Given request — Reproduce all of the material below word for word, leaving the pictures out of your copy.

Source records —
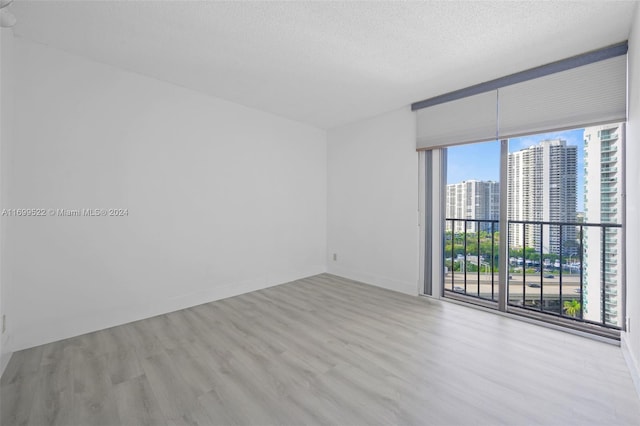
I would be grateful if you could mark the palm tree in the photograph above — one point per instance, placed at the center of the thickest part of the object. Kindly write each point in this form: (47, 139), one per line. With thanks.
(572, 307)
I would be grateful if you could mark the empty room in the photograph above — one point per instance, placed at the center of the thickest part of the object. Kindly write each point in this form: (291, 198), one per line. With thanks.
(319, 212)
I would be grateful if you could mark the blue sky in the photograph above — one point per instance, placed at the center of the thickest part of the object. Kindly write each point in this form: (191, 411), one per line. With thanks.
(481, 161)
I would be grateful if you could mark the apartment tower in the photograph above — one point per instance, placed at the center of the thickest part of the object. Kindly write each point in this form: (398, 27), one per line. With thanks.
(602, 204)
(473, 199)
(542, 188)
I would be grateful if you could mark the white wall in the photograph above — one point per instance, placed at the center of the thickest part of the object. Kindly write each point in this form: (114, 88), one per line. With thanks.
(631, 339)
(373, 201)
(222, 199)
(6, 110)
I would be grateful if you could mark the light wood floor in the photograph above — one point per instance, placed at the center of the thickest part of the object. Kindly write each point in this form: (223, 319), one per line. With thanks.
(322, 350)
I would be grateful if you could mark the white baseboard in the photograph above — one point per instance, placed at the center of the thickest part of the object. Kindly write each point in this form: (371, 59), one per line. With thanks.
(30, 335)
(4, 361)
(409, 288)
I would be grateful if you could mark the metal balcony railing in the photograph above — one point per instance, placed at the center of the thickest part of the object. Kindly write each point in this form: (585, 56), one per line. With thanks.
(548, 265)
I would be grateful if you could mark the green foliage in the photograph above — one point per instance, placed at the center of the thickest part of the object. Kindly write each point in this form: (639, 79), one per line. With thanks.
(572, 307)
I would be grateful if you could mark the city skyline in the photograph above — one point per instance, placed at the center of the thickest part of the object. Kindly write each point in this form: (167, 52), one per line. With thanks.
(485, 164)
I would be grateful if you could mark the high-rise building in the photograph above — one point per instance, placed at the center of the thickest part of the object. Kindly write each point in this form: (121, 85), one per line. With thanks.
(473, 199)
(602, 204)
(542, 188)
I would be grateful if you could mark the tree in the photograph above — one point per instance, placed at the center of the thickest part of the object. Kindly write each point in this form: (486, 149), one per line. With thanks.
(572, 307)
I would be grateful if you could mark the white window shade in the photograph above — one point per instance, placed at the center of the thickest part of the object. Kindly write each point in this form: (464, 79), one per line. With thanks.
(469, 119)
(582, 96)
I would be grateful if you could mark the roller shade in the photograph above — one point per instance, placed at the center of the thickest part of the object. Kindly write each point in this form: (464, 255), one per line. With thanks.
(470, 119)
(581, 91)
(587, 95)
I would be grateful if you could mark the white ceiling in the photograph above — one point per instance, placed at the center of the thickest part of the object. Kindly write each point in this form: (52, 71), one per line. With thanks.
(324, 63)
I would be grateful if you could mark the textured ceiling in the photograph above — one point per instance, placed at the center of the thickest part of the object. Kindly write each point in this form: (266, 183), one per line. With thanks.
(324, 63)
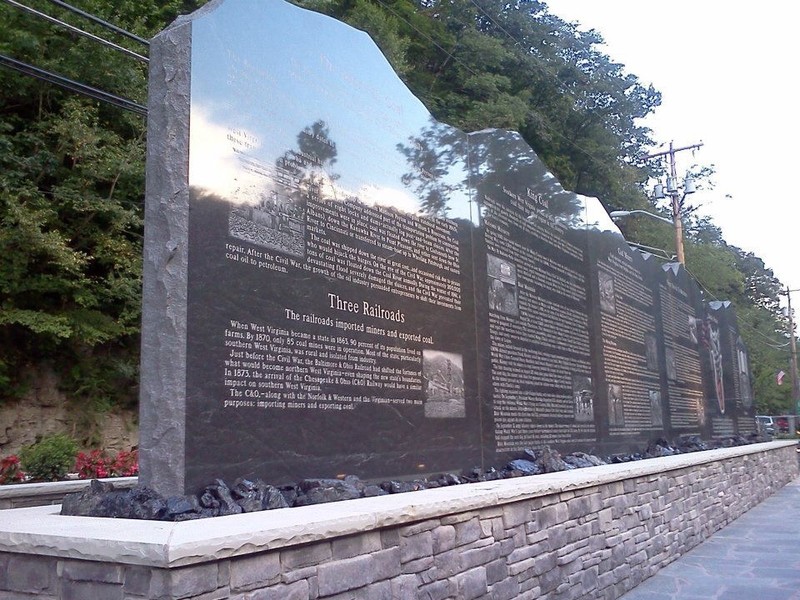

Task answer —
I would be grateful if you could mark the palm tree in the photograph above — one point per instance, placed at the center of the thickest part of the object. Kindly write each point in this form: (47, 139), one per line. With thanks.
(572, 307)
I would be grateful if you could mark the empty room in the photograph above — one point per instance, placed at the center of the thickest part of the object. Kindly write each point in this form: (291, 198), one per line. With thanks.
(319, 212)
I would be grateful if you could mark the blue sky in the photograph above — one point per instance, placed at the center of the thickest part of the object. Kindly write each point in this form: (191, 411), one per line. With thanks.
(481, 161)
I would be grateful if you could mark the apartment tower in the photograph above — one point per instance, placed at the center of the thickest part of the object. Kindly write each point in this form: (398, 27), one per line. With thanks.
(602, 204)
(473, 199)
(542, 188)
I would be grateful if you could mark the white wall in the photograph above — one point per instance, placed at the center of the thickest part of the object. Kindly write each point in this form: (114, 88), one per line. With thanks.
(631, 339)
(373, 201)
(222, 199)
(6, 110)
I would be grateful if you could mark the light wood floor in the photograph above — one point per instance, placed at the center of the thickest part of the object. Kindly write each point in this form: (223, 319), one per line. With thanks.
(322, 350)
I would be grateful if you could mark the white baseboard in the photograph above — one point per instance, placed at the center of the thickest part of the object. Kindly write each point in this form: (371, 59), one per line. With thanks.
(30, 335)
(4, 361)
(409, 288)
I would be grateful if you could mark the metal balcony railing in the photograph above — one point per instance, placed at the center of the thickest part of the object. Kindly write each point in this form: (585, 56), one per line. With thanks.
(548, 265)
I would be grateful if you could mark the green foliage in the photograph above — one point per instance, placed at the center of the thickest part of the object. Kindly write each point in this form: (639, 79), one per line. With thanks.
(572, 307)
I would be grateful if you could mark the city skyline in the photograph above — one point per instance, placed at the center of the thickest part of the object. Kindly write each point in this form: (167, 52), one per line. With thanks.
(485, 164)
I would be grateful if you could mark the high-rise building in the photograph above — one point per instance, placed at the center of the thickest part of the object. Kindly write each point in this form: (121, 85), one per line. With thanks.
(473, 199)
(602, 204)
(542, 188)
I would be grateful if you could mark the tree in the photograph above — one point per instance, placed at the center of the thickest part of the object. Kindly write each point in this form: (486, 149), one per line. With thanks.
(572, 307)
I would be grateful if you could mark the white window shade in the photograph above — one point per instance, placed at the center of the thickest part of the object. Kindly write each point in this form: (464, 79), one per line. With thanks.
(469, 119)
(582, 96)
I would be grateful if you could mark the roller shade in the photograph above — one point per instance, placed at the center of the thickest part of the object. Kindly write each point in this form: (464, 255), one per line. With thanks.
(470, 119)
(581, 91)
(587, 95)
I would be grateful if you could mark the white ceiling in the photograph above — one point per instance, placed at the center of the thickest part of the object. Kindly write each point in this form: (52, 71), one per line. With thanks.
(324, 63)
I would be grateful if you could mark the textured ceiling in the photograph above — one point per instance, placed at the center of the thickest part of the object. Kindly write each point in this form: (266, 183), one per line. With thanks.
(324, 63)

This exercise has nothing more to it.